Given instruction: In the passage on Christian values in the European Union, what post does Ursula Van der Leyen now hold?

Document:
**********

Unlike Britain which never had a Christian Democrat Party, much of the EU has been somewhat influenced by Catholic - and Lutheran - values. Amongst the EU’s smaller nations, many would point to the influence of the Irish as leaders in the life of the Commission and Parliament. Amongst the large nations Germany and France have dominated. The million, mostly Syrians, let in by Angela Merkel, a Lutheran pastor’s daughter, are now beginning to contribute to life in Germany. Ursula Van der Leyen, a bilingual French-German speaker, veteran of Angela Merkel’s CDU cabinet, now President of the Commission is an exemplary product of this culture. ‘Saving lives at sea is not optional”, she said in her recent State of the Union address. “And”, making clear her other preoccupation, “those countries who fulfil their legal and moral duties or are more exposed than others must be able to rely on the solidarity of the whole European Union”.

**********

Dataset section:
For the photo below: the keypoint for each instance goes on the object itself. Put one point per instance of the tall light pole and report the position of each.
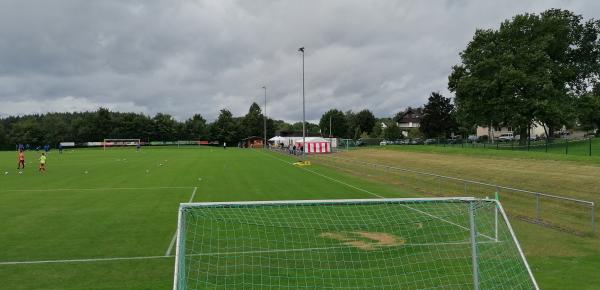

**********

Right answer: President of the Commission